• [Directions]:
A verbatim copy of the full data, with no pictures, is the expected answer.

*** Block opens ***

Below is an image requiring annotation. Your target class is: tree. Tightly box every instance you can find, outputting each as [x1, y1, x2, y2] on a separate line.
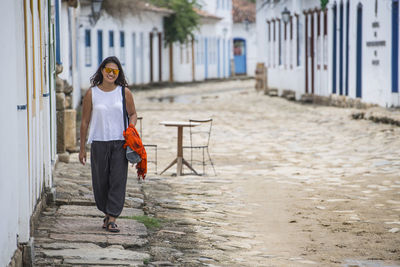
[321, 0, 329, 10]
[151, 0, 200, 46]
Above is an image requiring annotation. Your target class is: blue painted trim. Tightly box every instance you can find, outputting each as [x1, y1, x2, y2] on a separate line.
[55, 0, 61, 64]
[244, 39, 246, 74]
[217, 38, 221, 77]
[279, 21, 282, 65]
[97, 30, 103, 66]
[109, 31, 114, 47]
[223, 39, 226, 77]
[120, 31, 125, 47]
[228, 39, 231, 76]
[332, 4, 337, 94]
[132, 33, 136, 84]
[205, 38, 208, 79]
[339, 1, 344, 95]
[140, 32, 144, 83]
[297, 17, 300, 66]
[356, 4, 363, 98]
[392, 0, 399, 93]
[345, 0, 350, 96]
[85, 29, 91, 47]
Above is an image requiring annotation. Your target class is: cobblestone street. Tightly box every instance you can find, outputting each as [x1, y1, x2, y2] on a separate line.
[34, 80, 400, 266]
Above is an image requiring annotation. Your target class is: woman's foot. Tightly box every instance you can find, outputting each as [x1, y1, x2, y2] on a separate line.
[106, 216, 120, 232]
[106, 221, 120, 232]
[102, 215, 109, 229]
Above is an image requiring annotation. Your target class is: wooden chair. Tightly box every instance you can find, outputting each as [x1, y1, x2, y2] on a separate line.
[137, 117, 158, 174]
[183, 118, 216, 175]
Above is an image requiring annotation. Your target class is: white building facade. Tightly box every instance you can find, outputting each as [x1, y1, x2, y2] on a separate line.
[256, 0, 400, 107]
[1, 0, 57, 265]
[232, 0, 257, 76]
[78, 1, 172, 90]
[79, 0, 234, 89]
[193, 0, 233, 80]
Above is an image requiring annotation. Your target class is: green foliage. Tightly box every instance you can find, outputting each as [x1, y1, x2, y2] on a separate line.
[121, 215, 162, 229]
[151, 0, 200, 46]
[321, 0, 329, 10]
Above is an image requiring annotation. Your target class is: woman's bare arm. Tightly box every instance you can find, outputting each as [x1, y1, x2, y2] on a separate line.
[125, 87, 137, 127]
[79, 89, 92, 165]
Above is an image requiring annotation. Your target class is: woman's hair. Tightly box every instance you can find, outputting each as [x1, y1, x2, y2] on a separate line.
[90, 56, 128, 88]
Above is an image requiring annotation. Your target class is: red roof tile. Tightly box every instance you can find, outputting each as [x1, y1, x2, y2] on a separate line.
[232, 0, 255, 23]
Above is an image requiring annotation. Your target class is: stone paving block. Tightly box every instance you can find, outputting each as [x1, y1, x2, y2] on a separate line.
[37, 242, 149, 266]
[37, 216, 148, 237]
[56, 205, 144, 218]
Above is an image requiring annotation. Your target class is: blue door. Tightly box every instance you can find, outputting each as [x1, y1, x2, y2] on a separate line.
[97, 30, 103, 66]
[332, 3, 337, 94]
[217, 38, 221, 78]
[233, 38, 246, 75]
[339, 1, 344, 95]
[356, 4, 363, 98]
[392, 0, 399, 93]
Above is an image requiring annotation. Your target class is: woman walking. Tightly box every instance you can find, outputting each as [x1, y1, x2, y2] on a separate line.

*** Block closes ***

• [Response]:
Below is an image requiring annotation. Your target class is: tree. Tightly box every instance you can find, outputting each as [x1, y1, x2, y2] on a separate line.
[321, 0, 329, 10]
[151, 0, 200, 46]
Above is an image requiring annotation. Your target class is: blue painted trim. Tightly box every instance you can find, outputting each as [x1, y1, x2, y2] on a separate line.
[55, 0, 61, 64]
[244, 39, 246, 74]
[217, 38, 221, 77]
[279, 21, 282, 65]
[97, 30, 103, 66]
[109, 31, 114, 47]
[223, 39, 226, 77]
[120, 31, 125, 47]
[228, 39, 231, 76]
[332, 4, 337, 94]
[132, 33, 136, 84]
[205, 38, 208, 79]
[339, 1, 344, 95]
[140, 32, 144, 83]
[297, 17, 300, 66]
[356, 4, 363, 98]
[392, 0, 399, 93]
[345, 0, 350, 96]
[85, 29, 91, 47]
Above is an image requiring annotation. Your target class is: cobblestone street. Tightly box every instance you can find, outputting each as [x1, y1, x2, y2] on a separate line.
[34, 80, 400, 266]
Above is an image requiring annotation. Your target class is: woman's foot. Tightly box every instance you can find, outputting each as [x1, y1, x2, y2] on a separate line.
[106, 216, 120, 232]
[106, 221, 120, 232]
[102, 215, 109, 229]
Above is an image requiring annotation. Your target class is: wooden chair. Tightly box every instance you can find, outputting each as [x1, y1, x2, y2] on a separate line.
[137, 117, 158, 174]
[183, 118, 216, 175]
Above is an image requiring annotation. Your target class is: white building facade. Tightly box every instance you can find, outputting each as [x1, y1, x2, y2] on a separate line.
[256, 0, 400, 107]
[1, 0, 57, 265]
[232, 0, 257, 76]
[78, 1, 172, 90]
[79, 0, 234, 89]
[193, 0, 233, 80]
Above is an image requiring annotation. Your target class is: green foliage. Tightly box every instance you can find, outputting each as [x1, y1, x2, y2] on a separate line.
[121, 215, 162, 229]
[151, 0, 200, 46]
[321, 0, 329, 10]
Above is an image requiring annotation. Your target class is: woman's bare arm. Tightly box every instance you can find, outputting each as [x1, y1, x2, y2] on a separate line.
[125, 87, 137, 127]
[79, 89, 92, 165]
Above is an image requiring annotation. Your target class is: woman's hair. Tightly box every instance you can find, outputting each as [x1, y1, x2, y2] on a separate line.
[90, 56, 128, 88]
Above is an image requiring annotation. Your target class is: red roof tile. Tightly box every instance you can find, outputting each as [x1, y1, x2, y2] on a separate line.
[232, 0, 255, 23]
Above is an image requiring annotation. Your target class is: stone paving block. Tightly box every instance you can find, outputting each as [x1, y1, x2, y2] on a separate line.
[37, 242, 149, 266]
[37, 216, 148, 237]
[56, 205, 144, 218]
Above is an image requiring annotation. Your target class is: blue door. Tightly box every instance you can find, outputting each as [x1, y1, x2, y2] on a separate line.
[97, 30, 103, 66]
[332, 3, 337, 94]
[217, 38, 221, 78]
[233, 38, 246, 75]
[339, 1, 344, 95]
[356, 4, 363, 98]
[392, 0, 399, 93]
Above is an image requiring annotation. Your target class is: woman walking. Tightly box every instance you can find, outputting each as [x1, y1, x2, y2] on a separate line.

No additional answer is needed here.